:: Fragmento del documento ::

Seguro que éste es el camino que debemos seguir para encontrarnos a nosotros mismos, para respetarnos, y para aceptar nuestro destino. La condición física puede ser la formula, si no es por la grandeza, al menos por el conocimiento personal necesario para llevar una vida plena. Lo cual es lo máximo que nosotros, grandes o pequeños, podemos esperar.


Los más débiles de entre nosotros podemos convertirnos en algún tipo de atleta, pero sólo los más fuertes sobreviven como espectadores. Sólo los más duros soportan los peligros de la inercia, la inactividad y la inmovilidad. Sólo los más resistentes se enfrentan al derroche de tiempo, al deterioro de la condición física, a la pérdida de creatividad, a la frustración de las emociones, y al embotamiento del sentido moral que puede afligir al espectador muy entregado.

Los fisiólogos han sugerido que sólo los que pasan los exámenes físicos más rigurosos puede llevar con seguridad una vida sedentaria. El hombre no está hecho para vivir en reposo. La inactividad es completamente antinatural para el cuerpo, porque se rompe el equilibrio. Cuando se suprimen los efectos beneficiosos de la actividad sobre el corazón y la circulación y, por supuesto, sobre todos los sistemas del cuerpo, todo lo clínicamente mensurable comienza a salir mal.

:::

## Problema 1
Reproduce sin cambios el pasaje del texto sobre la condición física que va de "Seguro que éste" a "pequeños, podemos esperar.".
## Problema 2
Responde a estas preguntas según el texto sobre la condición física:
(a) ¿Quiénes sobreviven como espectadores?
(b) ¿Para qué no está hecho el hombre?
(c) ¿Por qué la inactividad es completamente antinatural para el cuerpo?
## Problema 3
Prosigue el texto sobre la condición física y la vida sedentaria a partir del punto en que termina.

:: Datos extraídos ::

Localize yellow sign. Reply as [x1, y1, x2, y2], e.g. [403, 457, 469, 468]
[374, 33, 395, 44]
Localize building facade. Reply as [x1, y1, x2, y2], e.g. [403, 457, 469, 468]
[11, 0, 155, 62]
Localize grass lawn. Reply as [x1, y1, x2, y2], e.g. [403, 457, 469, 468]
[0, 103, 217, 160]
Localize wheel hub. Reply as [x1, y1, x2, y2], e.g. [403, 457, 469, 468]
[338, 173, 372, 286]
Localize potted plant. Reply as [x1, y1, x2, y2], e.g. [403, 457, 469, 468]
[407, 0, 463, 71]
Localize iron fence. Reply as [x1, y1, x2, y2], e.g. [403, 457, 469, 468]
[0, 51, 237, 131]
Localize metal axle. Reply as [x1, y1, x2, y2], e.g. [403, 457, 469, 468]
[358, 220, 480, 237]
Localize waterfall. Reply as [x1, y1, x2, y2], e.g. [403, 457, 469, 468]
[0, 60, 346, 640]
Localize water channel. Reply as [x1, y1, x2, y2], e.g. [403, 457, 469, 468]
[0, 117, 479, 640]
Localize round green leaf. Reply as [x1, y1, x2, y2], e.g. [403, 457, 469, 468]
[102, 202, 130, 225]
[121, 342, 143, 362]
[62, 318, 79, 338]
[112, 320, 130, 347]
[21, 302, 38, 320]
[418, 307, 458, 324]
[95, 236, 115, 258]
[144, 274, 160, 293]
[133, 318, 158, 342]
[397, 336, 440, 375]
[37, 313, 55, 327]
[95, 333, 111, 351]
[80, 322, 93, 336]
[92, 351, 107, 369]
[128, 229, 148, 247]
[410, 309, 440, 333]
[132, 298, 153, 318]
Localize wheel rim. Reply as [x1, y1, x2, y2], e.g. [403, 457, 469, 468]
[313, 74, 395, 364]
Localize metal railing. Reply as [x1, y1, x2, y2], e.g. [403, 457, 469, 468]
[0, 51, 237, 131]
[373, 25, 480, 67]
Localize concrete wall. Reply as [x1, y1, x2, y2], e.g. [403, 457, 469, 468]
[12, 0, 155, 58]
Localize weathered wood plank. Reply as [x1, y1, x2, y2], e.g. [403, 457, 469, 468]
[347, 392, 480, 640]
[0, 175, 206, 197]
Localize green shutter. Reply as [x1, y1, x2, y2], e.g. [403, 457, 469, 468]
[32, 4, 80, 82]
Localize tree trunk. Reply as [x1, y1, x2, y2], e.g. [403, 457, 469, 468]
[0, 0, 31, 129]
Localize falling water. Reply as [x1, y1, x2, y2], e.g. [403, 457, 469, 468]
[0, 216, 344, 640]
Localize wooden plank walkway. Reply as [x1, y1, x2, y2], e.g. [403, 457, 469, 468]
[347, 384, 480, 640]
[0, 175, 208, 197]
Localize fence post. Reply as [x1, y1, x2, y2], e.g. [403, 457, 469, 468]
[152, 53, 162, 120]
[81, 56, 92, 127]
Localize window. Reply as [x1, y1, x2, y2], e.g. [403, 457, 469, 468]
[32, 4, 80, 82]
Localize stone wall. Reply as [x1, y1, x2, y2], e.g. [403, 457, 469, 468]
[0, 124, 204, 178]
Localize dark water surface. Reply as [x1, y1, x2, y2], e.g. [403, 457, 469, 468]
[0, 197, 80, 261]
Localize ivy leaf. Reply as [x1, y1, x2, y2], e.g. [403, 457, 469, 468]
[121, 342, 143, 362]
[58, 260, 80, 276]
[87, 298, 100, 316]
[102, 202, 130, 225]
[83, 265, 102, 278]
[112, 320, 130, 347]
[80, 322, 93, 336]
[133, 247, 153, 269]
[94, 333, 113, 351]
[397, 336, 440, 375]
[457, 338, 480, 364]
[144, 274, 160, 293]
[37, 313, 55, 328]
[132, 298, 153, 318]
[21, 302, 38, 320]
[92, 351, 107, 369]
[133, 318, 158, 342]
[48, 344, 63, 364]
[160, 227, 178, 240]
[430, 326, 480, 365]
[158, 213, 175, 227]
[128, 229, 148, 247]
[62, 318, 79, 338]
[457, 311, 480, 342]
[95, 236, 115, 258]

:::

## Respuesta del ejercicio 1
Seguro que éste es el camino que debemos seguir para encontrarnos a nosotros mismos, para respetarnos, y para aceptar nuestro destino. La condición física puede ser la formula, si no es por la grandeza, al menos por el conocimiento personal necesario para llevar una vida plena. Lo cual es lo máximo que nosotros, grandes o pequeños, podemos esperar.

## Respuesta del ejercicio 2
(a) Solo los más fuertes.
(b) Para vivir en reposo.
(c) Porque se rompe el equilibrio.

## Respuesta del ejercicio 3
Y comienza a aumentar el diámetro de la cintura y el peso corporal. Aumenta la tensión arterial y la frecuencia cardíaca. Aumenta el colesterol y los triglicéridos. Aumenta todo lo que te gustaría que disminuyera, y disminuye todo lo que te gustaría que aumentase. Disminuye la capacidad vital y el consumo de oxígeno. Disminuye la flexibilidad y la eficacia, la tolerancia física y la fuerza. La condición física se convierte rápidamente en un recuerdo.

Y si el cuerpo sufre, ¿puede la mente quedarse al margen? El intelecto se debe endurecer tan rápido como las arterias. La creatividad depende de la acción. Desconfía de toda idea que surja mientras estás sentado.

El espectador sentado no es un pensador; es un conocedor. A diferencia del deportista, que todavía vive de sus experiencias, que está abierto a la verdad, el espectador ha cerrado el anillo. Su pensamiento se convierte en un conocimiento rígido. Se encierra en sí mismo por mor de sus inclinaciones, su partidismo y sus prejuicios.

Se imagina autosuficiente y deja de crecer. Y ese crecimiento es lo que más necesita para manejar las emociones, unas emociones que no canaliza de forma satisfactoria. Porque está muy lejos del atleta y de la participación en su esfuerzo, que es la liberación y la catarsis del atleta.

Está observando a alguien que tiene todo lo que quiere y que él no puede conseguir. Los deportistas son los que mejor se lo pasan. Jugando, ganando o incluso perdiendo. Están experimentando el agotamiento, que es la forma más rápida de fraternidad e igualdad, el agotamiento que permite no sólo ser un buen jugador sino también un buen perdedor.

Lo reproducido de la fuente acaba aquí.